◆ **Exercise prompt**
Restate each entry below word for word, without skipping any.

(Natural-language object grounding data)
****
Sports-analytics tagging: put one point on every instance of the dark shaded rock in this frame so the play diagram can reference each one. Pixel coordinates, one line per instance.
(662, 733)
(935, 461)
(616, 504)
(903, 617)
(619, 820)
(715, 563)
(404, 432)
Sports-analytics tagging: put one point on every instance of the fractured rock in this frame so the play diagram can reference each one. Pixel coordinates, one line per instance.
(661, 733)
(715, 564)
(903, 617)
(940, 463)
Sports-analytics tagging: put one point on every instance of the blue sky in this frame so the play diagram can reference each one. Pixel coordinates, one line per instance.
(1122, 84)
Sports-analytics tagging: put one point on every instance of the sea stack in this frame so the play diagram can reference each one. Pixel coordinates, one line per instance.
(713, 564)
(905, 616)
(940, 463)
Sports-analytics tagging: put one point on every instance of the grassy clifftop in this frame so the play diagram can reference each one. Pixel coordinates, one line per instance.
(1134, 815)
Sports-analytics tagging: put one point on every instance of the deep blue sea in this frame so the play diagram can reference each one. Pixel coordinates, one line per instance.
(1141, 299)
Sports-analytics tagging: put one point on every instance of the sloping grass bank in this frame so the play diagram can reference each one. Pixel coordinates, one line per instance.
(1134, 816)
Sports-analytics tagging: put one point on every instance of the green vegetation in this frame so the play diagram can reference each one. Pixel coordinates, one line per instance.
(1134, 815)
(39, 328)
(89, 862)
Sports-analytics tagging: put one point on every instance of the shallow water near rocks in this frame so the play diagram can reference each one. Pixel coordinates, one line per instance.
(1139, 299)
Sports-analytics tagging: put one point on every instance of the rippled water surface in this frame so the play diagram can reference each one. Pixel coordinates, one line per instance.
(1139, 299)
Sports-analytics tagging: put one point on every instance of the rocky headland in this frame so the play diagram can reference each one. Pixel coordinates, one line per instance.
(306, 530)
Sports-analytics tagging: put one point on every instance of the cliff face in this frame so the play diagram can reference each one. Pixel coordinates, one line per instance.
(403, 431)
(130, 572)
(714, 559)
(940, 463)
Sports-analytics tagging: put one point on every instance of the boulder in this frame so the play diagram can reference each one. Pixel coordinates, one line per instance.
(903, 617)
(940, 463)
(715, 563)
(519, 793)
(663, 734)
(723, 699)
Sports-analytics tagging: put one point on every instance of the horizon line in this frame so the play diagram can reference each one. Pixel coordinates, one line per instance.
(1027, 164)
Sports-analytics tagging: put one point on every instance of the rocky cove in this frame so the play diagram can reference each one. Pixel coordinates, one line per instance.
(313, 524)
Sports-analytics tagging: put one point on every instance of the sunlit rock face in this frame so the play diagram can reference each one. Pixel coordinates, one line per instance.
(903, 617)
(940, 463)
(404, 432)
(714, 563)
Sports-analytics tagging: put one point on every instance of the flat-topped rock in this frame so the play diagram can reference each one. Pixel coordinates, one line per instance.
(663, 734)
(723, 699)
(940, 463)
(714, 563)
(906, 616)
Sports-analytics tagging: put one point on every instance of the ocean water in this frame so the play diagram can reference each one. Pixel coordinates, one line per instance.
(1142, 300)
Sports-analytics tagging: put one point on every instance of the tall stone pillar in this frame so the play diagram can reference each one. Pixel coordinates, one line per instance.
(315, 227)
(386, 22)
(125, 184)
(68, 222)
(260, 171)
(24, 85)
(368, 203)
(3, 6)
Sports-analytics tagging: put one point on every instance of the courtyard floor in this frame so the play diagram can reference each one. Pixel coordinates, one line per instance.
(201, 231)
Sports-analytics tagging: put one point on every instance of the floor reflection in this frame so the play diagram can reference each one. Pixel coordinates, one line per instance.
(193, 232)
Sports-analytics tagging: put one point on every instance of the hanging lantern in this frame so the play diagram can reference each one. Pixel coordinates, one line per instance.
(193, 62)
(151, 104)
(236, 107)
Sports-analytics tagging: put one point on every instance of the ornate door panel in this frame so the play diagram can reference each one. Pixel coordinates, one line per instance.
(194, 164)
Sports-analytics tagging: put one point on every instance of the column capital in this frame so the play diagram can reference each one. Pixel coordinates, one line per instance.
****
◆ **Response to this task**
Sports-analytics tagging: put one point on every instance of the dark shaded rock in this frame so the play diagram can reference each one. Pixel coordinates, one line per instance.
(662, 733)
(935, 461)
(616, 504)
(903, 617)
(619, 820)
(715, 563)
(404, 432)
Sports-analytics tagging: put one point on every instance of the fractured rock in this frame so the play diagram can reference each one. Pixel coordinates, one line per instance.
(661, 733)
(715, 564)
(903, 617)
(940, 463)
Sports-analytics tagging: put one point on every instance of the blue sky in this frame so the play diagram can reference each one. Pixel coordinates, one line per instance.
(1122, 84)
Sports-analytics tagging: put one point on every instance of the sea stack in this frame so the play diagram can reference each one. Pixel coordinates, one line per instance.
(713, 564)
(905, 616)
(940, 463)
Sports-analytics tagging: put one point on every instance of the grassy clifftop in this frame so the play diagram can reference each one. Pixel coordinates, one line per instance.
(1134, 815)
Sports-analytics tagging: put one point on every instance of the deep blue sea in this frame so the play diagram can reference each one. Pixel coordinates, one line per instance.
(1141, 299)
Sports-analytics tagging: put one point on every instance of the sloping grass bank in this frame so the play diagram can reference each one. Pixel coordinates, one line per instance.
(1134, 816)
Sports-analytics tagging: put one point on every instance of the green vegetation in this frame so the play diagram can reference each one. Pixel coordinates, one line per instance.
(1134, 815)
(39, 328)
(89, 862)
Sports-analytics tagging: put one point on every instance of the shallow water near rocks in this frame so the play diagram can reference each one. Pixel coordinates, one line per instance.
(1139, 299)
Sports-analytics tagging: put one point on every instance of the rippled water surface in this frame so the play diagram can reference each one. Pixel coordinates, one line per instance.
(1139, 299)
Sports-analytics tagging: put one point on every instance of the rocky headland in this frame so the play diagram can reference each one. Pixel coordinates, one line per instance.
(306, 530)
Sports-analytics tagging: put one point on every instance of the cliff face in this frame so the play diagram can reference each one. Pixel coordinates, one line per instance.
(403, 431)
(130, 572)
(714, 559)
(940, 463)
Sports-analytics tagging: put one point on every instance of the boulder in this frame so the play diagram can reference each one. Pixel coordinates, one line per instance.
(903, 617)
(940, 463)
(715, 563)
(519, 793)
(663, 734)
(723, 699)
Sports-analytics tagging: put one point on every instance of the horizon line in this frame so the play diagram can reference each one. Pixel coordinates, one line per instance.
(1027, 164)
Sports-analytics tagging: put one point on every instance of the rocky cove in this frame so the play diagram can reference each one. Pixel coordinates, one line per instance.
(313, 524)
Sports-analytics tagging: put one point on every instance of the sunlit rock face in this frame so the play diagram can reference each one. Pixel coordinates, one line per instance.
(903, 617)
(940, 463)
(404, 432)
(714, 563)
Sports-analytics tagging: put one point on every instance of the flat-topped rock in this frame so the play diagram can reference each one. Pixel coordinates, one line per instance.
(663, 734)
(723, 699)
(940, 463)
(714, 563)
(906, 616)
Sports-analytics tagging: put one point on every instance of the ocean water in this frame so the play diagram can reference each one. Pixel coordinates, one line per instance.
(1142, 300)
Sports-analytics tagging: put one point on every instance of the tall stone pillar in this frame so the play diagram can reference each one. Pixel coordinates, one line per instance.
(315, 227)
(386, 22)
(125, 184)
(68, 222)
(260, 171)
(24, 85)
(368, 203)
(3, 6)
Sports-analytics tagging: put one point on every instance of the courtyard floor in this frame so the play diagram can reference each one. Pixel coordinates, one line per instance.
(201, 231)
Sports-analytics tagging: put one point on every instance of the floor reflection in this frame so the play diagram can reference each one. Pixel coordinates, one line per instance.
(193, 232)
Sports-analytics tagging: put one point on every instance of the hanging lantern in this frame so the play diagram can reference each one. Pixel coordinates, one line per instance.
(193, 62)
(151, 104)
(236, 107)
Sports-analytics tagging: put one point on every instance of the ornate door panel in this frame so the play diagram can reference each one. Pixel coordinates, one line per instance.
(194, 164)
Sports-analytics tagging: put one point on every instance of the column capital in this frame so the play diagram can reference each one. Pixel coordinates, one line per instance.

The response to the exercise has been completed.